Action item A:
In the news report on ballots found in Postal Service sweeps, who ordered twice-daily sweeps at USPS facilities?
Action item B:
Pick up the news report on ballots found in Postal Service sweeps after its last sentence and continue it.

Source document:
+===+

WASHINGTON (Reuters) – The U.S. Postal Service (USPS) said about 1,700 ballots had been identified in Pennsylvania at processing facilities during two sweeps Thursday and were being delivered to election officials.
In a court filing early Friday, USPS said 1,076 ballots, had been found at the USPS Philadelphia Processing and Distribution Center. About 300 were found at the Pittsburgh processing center, 266 at a Lehigh Valley facility and others found at other Pennsylvania processing centers.
Ballots must be received by Friday evening in Pennsylvania in order to be counted. The vote for the U.S. president remains extremely close and Pennsylvania is one of the states that remains undecided.
About 500 ballots were also discovered in North Carolina during sweeps, USPS said on Friday.
U.S. District Judge Emmet Sullivan on Thursday had ordered twice daily sweeps at USPS facilities serving states with extended ballot receipt deadlines as votes were still being counted in U.S. election battleground states.
Some states, including Nevada and North Carolina, are counting ballots that are received after Election Day as long as they were postmarked by Tuesday.
Lawyers said at a court hearing on Thursday that USPS had delivered about 150,000 ballots on Wednesday.

+===+

Data extract:
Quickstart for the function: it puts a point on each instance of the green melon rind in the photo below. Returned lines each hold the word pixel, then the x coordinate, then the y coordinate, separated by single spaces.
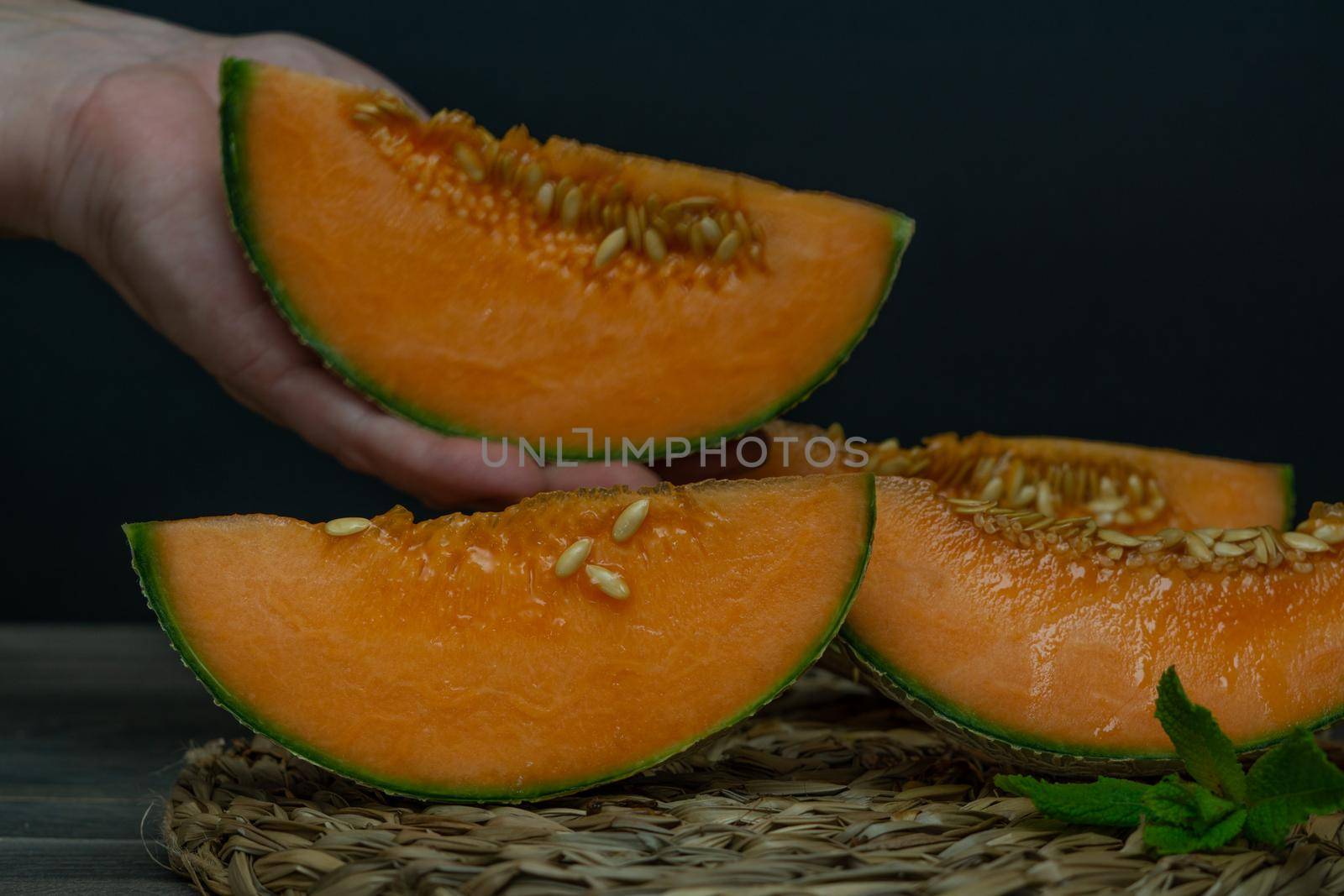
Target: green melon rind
pixel 1019 748
pixel 234 83
pixel 1288 476
pixel 143 560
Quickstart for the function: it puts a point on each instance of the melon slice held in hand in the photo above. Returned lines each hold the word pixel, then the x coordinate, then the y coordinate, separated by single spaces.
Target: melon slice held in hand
pixel 510 288
pixel 449 658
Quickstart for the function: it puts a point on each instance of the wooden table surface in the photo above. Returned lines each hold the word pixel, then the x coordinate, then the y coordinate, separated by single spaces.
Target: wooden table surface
pixel 93 723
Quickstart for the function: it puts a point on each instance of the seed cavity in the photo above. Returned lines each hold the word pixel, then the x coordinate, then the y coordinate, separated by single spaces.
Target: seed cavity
pixel 629 521
pixel 1200 550
pixel 608 582
pixel 573 558
pixel 347 526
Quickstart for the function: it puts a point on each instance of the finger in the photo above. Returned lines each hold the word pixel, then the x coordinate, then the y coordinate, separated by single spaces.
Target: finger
pixel 304 54
pixel 441 470
pixel 171 253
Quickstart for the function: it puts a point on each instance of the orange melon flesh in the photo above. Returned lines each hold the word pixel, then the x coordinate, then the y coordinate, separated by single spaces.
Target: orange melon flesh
pixel 1046 656
pixel 1196 490
pixel 454 304
pixel 447 658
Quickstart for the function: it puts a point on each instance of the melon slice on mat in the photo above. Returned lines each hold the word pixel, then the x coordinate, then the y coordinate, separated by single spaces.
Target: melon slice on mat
pixel 449 660
pixel 510 288
pixel 1041 641
pixel 1126 486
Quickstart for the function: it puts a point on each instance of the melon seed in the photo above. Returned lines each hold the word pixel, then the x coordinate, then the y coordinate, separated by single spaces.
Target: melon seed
pixel 608 582
pixel 347 526
pixel 1331 533
pixel 609 248
pixel 1120 539
pixel 1304 542
pixel 570 559
pixel 629 521
pixel 571 206
pixel 654 246
pixel 1196 548
pixel 544 197
pixel 470 161
pixel 727 248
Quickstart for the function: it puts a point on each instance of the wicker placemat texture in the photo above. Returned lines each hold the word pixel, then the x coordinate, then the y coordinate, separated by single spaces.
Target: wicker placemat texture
pixel 831 792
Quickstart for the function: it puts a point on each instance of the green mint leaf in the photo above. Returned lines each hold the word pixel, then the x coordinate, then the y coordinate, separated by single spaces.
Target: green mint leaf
pixel 1110 802
pixel 1171 839
pixel 1288 783
pixel 1184 804
pixel 1207 752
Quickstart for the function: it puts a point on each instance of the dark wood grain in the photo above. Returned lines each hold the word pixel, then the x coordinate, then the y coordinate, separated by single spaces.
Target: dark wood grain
pixel 93 723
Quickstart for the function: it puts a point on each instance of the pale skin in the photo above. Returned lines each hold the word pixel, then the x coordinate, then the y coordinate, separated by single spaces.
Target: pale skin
pixel 109 145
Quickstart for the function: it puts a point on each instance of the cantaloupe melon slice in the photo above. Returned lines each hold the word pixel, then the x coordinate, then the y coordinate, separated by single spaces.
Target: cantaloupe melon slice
pixel 1126 486
pixel 511 288
pixel 448 658
pixel 1041 641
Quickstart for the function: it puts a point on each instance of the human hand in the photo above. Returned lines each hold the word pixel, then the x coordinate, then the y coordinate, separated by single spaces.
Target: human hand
pixel 109 144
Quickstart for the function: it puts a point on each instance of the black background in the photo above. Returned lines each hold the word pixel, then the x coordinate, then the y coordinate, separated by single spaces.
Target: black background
pixel 1129 228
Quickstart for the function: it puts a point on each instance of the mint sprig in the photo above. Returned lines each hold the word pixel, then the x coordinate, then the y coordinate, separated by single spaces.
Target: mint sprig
pixel 1221 802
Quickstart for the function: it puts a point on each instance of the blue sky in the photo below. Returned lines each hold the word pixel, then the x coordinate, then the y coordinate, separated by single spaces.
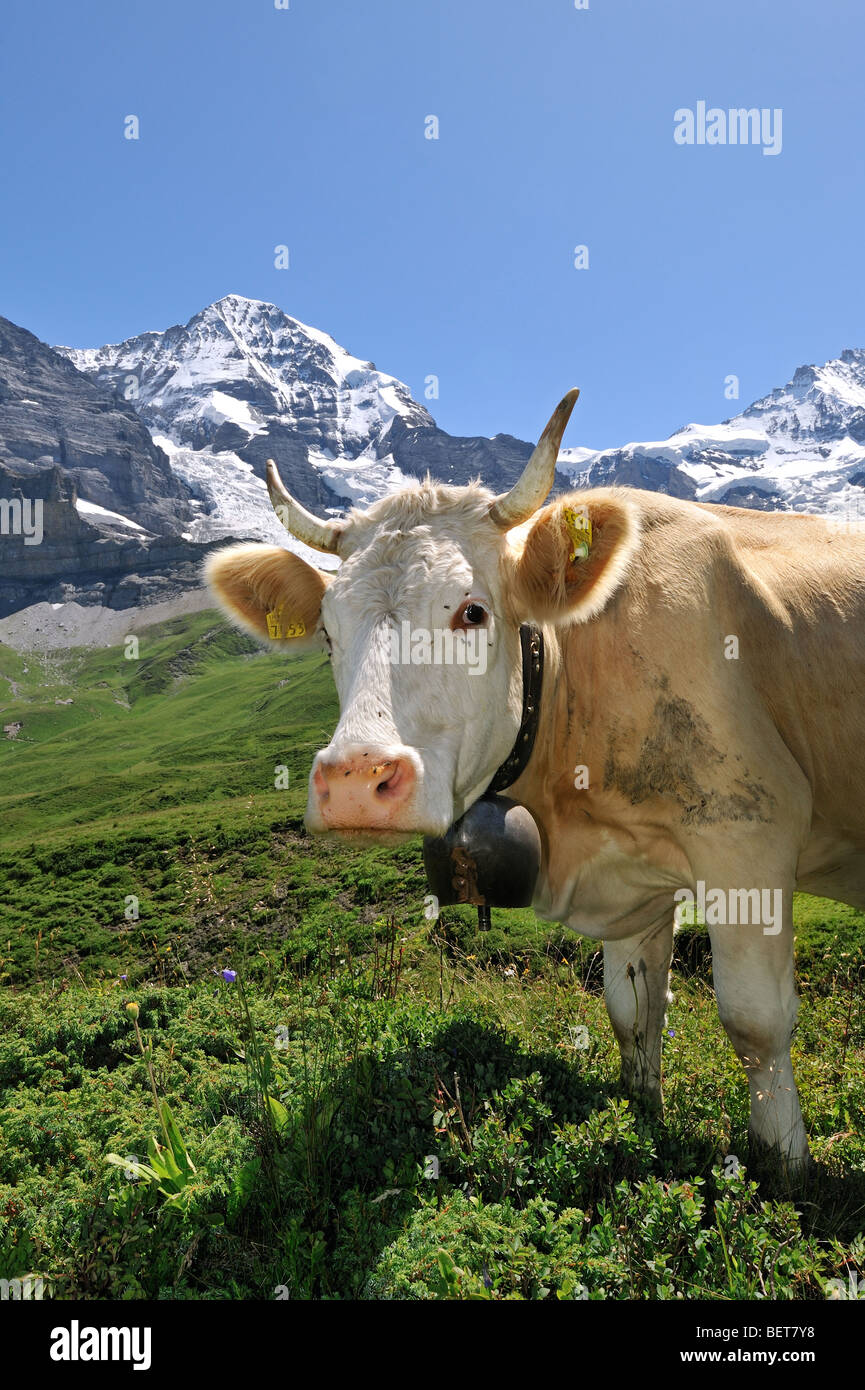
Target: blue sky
pixel 305 127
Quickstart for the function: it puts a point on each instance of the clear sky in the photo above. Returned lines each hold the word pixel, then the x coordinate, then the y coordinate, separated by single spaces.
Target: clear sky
pixel 305 127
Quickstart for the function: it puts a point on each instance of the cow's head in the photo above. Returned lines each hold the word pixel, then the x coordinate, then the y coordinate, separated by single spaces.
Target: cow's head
pixel 422 622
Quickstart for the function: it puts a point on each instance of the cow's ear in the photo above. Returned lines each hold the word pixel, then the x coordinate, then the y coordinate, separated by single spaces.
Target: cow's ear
pixel 575 558
pixel 269 591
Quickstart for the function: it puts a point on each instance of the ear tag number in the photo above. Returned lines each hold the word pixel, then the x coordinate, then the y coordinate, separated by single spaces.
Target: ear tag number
pixel 281 631
pixel 577 524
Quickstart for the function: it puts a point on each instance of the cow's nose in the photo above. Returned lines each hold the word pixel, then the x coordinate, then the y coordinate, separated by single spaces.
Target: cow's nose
pixel 363 791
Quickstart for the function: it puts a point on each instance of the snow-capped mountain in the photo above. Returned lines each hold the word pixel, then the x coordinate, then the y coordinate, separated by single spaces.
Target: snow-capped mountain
pixel 242 381
pixel 801 448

+===+

Exercise answer A:
U.S. District Judge Emmet Sullivan

Exercise answer B:
“The vast majority were destined for postmark states and would be delivered on-time under state election law,” USPS said.
Sullivan said the processing centers must perform morning sweeps and then afternoon sweeps “to ensure that any identified local ballots can be delivered that day.”
Sullivan issued a separate order requiring USPS to “coordinate with all local county Boards of Elections in North Carolina or Pennsylvania” in order to deliver all ballots “before 5:00 PM local time in North Carolina or Pennsylvania” on Friday.
Ballots were still being counted by election officials in battleground states after polls closed Tuesday in one of the most unusual elections in U.S. history because of the novel coronavirus pandemic.
Democratic candidate Joe Biden was cutting sharply into Republican President Donald Trump’s leads in Pennsylvania and Georgia. The former vice president retained slim margins in Nevada and Arizona.